_PROBLEM TO SOLVE_
Transcribe the records exactly from the line with "Pick out the snowy" to the end, both included.

_AVAILABLE RECORDS_
········

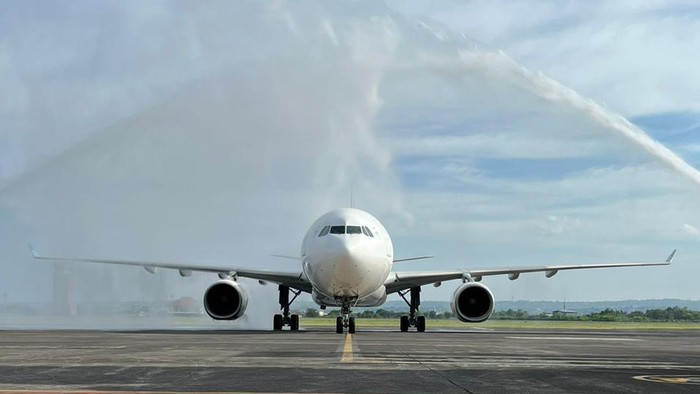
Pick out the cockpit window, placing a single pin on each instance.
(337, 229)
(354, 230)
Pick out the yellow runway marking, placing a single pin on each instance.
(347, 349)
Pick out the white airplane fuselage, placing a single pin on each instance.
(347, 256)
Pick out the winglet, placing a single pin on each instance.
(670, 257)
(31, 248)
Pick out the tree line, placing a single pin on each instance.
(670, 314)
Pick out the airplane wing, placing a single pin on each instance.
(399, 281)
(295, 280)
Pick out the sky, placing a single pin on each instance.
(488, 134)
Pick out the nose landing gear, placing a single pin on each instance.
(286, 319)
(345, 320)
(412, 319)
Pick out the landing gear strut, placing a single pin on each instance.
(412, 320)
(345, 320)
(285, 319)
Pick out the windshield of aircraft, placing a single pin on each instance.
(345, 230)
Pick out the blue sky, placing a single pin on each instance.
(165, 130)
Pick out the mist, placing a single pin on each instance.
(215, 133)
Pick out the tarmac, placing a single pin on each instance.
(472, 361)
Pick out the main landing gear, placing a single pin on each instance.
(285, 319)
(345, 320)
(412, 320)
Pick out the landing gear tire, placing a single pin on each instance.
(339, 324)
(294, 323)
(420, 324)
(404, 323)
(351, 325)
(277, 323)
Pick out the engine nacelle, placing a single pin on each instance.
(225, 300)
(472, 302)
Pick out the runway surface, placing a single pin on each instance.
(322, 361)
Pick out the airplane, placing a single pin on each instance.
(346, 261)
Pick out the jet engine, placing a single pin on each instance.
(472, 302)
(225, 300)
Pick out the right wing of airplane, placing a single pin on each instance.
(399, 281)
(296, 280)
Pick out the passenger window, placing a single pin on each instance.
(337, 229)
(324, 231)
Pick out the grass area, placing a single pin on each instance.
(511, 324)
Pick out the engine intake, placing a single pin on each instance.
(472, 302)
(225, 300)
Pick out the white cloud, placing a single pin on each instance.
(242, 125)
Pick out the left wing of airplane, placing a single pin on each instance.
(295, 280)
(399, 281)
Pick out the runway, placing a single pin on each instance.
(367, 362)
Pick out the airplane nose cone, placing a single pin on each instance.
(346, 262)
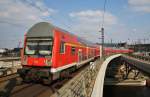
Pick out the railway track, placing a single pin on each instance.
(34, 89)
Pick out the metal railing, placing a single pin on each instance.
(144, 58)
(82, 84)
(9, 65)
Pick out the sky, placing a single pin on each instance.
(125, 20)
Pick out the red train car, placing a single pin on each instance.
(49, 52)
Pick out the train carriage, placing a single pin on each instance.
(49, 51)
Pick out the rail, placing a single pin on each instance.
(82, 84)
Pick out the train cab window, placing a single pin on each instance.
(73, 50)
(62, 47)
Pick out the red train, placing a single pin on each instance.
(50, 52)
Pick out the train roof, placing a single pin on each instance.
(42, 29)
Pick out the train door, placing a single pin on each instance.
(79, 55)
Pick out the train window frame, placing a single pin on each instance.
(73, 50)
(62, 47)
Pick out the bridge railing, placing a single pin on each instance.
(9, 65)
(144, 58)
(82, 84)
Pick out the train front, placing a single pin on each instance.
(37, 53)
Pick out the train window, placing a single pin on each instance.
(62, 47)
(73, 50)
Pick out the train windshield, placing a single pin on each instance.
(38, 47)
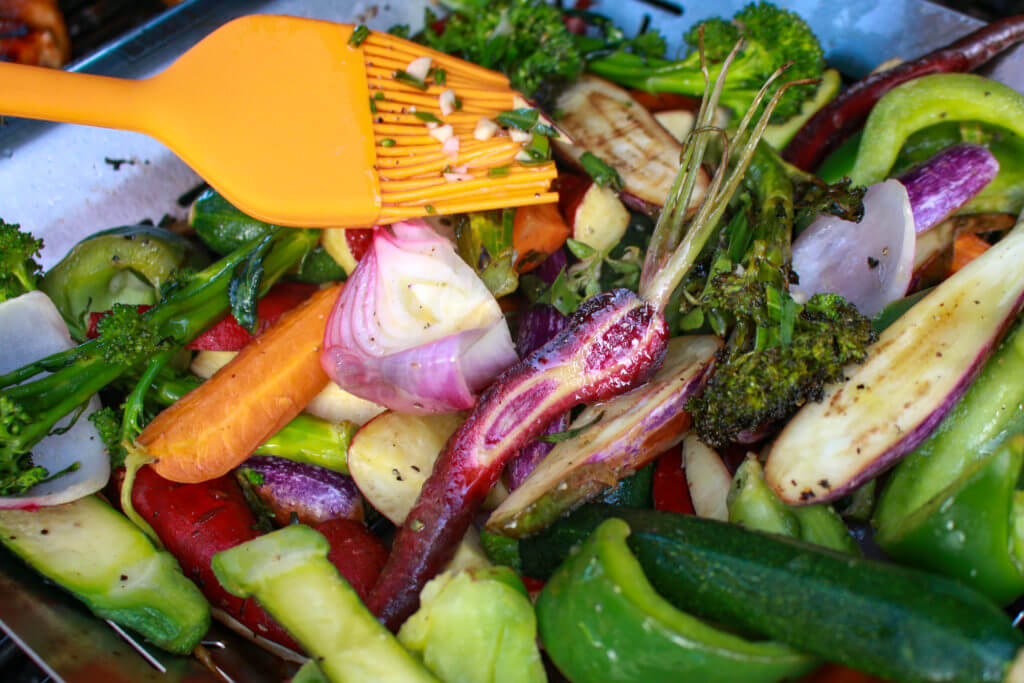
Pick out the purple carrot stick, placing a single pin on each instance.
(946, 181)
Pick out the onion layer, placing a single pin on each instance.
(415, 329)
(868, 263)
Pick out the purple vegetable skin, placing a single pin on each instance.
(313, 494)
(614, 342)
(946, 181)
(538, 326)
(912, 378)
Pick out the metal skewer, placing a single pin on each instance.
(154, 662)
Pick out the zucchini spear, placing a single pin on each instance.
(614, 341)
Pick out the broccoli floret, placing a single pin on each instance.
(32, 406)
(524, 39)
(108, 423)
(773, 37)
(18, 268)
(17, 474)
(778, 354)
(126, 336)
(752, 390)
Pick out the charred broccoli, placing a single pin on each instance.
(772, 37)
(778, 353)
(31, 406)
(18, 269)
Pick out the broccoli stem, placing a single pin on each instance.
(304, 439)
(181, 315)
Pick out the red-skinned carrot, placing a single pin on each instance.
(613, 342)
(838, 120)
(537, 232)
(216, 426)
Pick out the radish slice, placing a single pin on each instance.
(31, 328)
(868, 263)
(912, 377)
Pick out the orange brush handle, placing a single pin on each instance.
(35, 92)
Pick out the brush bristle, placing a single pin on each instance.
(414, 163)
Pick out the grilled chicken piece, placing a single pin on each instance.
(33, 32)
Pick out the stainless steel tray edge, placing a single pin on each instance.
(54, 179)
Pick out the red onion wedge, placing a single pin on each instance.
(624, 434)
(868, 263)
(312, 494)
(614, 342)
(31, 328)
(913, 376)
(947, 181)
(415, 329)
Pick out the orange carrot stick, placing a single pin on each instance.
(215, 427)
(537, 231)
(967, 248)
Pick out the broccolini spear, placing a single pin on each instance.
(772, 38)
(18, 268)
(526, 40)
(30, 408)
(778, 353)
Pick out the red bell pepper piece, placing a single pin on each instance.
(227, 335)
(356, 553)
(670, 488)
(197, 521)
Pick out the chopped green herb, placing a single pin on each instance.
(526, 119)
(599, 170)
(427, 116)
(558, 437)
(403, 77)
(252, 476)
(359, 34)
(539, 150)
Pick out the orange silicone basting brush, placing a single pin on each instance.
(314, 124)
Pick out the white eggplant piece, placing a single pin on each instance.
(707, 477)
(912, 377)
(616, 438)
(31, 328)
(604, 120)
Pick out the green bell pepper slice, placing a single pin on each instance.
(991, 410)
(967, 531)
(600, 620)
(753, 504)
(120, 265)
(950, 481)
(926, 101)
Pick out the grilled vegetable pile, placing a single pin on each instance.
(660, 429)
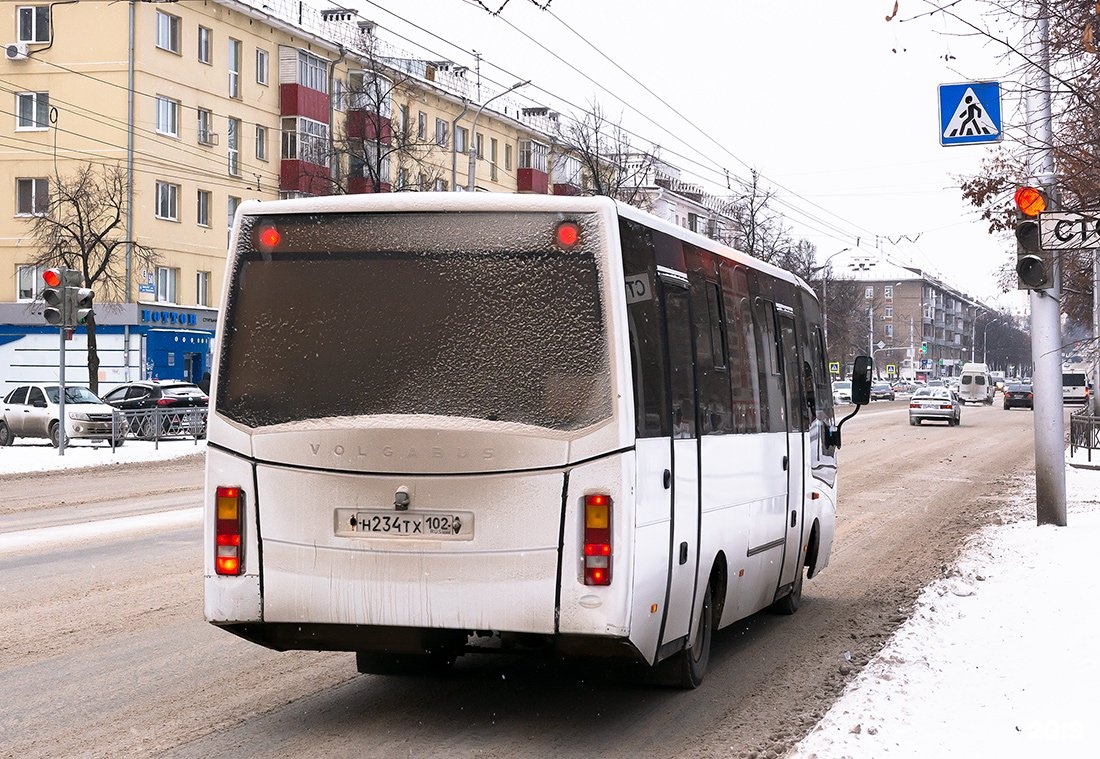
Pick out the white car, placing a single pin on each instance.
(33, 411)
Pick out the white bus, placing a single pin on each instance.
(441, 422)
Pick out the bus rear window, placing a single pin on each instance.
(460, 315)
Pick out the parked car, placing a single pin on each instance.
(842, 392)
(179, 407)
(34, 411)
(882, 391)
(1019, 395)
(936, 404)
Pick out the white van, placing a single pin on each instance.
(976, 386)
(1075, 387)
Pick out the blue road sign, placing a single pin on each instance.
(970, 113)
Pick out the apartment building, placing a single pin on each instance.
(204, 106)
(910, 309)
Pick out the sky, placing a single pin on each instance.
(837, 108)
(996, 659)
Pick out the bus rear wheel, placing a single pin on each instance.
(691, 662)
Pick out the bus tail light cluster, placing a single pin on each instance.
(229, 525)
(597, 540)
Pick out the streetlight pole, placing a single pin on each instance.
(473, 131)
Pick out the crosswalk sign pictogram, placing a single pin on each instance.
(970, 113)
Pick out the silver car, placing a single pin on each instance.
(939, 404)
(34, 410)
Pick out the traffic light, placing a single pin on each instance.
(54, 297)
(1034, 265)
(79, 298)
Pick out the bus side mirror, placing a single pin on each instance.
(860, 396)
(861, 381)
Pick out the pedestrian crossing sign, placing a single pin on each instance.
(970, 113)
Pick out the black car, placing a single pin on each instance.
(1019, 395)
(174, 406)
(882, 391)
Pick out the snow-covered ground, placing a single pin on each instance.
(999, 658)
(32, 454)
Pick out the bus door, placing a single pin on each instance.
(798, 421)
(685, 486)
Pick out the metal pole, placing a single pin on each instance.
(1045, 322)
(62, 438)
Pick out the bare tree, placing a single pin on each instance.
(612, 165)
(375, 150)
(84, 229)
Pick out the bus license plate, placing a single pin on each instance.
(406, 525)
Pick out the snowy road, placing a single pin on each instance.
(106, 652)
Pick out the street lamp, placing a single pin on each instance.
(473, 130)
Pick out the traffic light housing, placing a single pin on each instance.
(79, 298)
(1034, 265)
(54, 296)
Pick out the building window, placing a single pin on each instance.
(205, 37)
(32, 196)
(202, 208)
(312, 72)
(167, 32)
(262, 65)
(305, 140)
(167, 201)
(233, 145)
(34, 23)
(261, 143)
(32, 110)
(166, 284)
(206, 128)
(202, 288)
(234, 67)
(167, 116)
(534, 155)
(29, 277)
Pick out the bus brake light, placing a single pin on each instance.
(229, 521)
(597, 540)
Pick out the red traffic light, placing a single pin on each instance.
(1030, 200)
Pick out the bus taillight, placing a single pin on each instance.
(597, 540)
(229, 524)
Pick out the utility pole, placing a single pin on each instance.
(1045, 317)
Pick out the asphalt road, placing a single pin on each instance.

········

_SOLUTION TO THIS PROBLEM_
Pick out the snowy road, placing a single pin on each instance.
(106, 652)
Pick out the street lamp, placing a single pin on each instance.
(473, 130)
Pick out the traffic light housing, placing a single pin on each instance.
(79, 298)
(1034, 265)
(54, 296)
Pick out the building window, placing a single pin on each instance.
(205, 37)
(32, 196)
(202, 208)
(312, 72)
(167, 32)
(262, 65)
(305, 140)
(167, 201)
(233, 145)
(34, 23)
(261, 143)
(32, 110)
(166, 284)
(206, 128)
(202, 288)
(234, 67)
(167, 116)
(534, 155)
(29, 277)
Pick out the bus brake light, placing a single pin on each instance.
(229, 521)
(597, 540)
Pick out the red traffic light, placing a single pin on each instance.
(1030, 200)
Pick out the bus taillight, placing a single pin on each instance.
(597, 540)
(229, 524)
Pick out the utility pole, placing a single pin on each instance.
(1045, 317)
Pick out the asphalt road, placing a single pin on each instance.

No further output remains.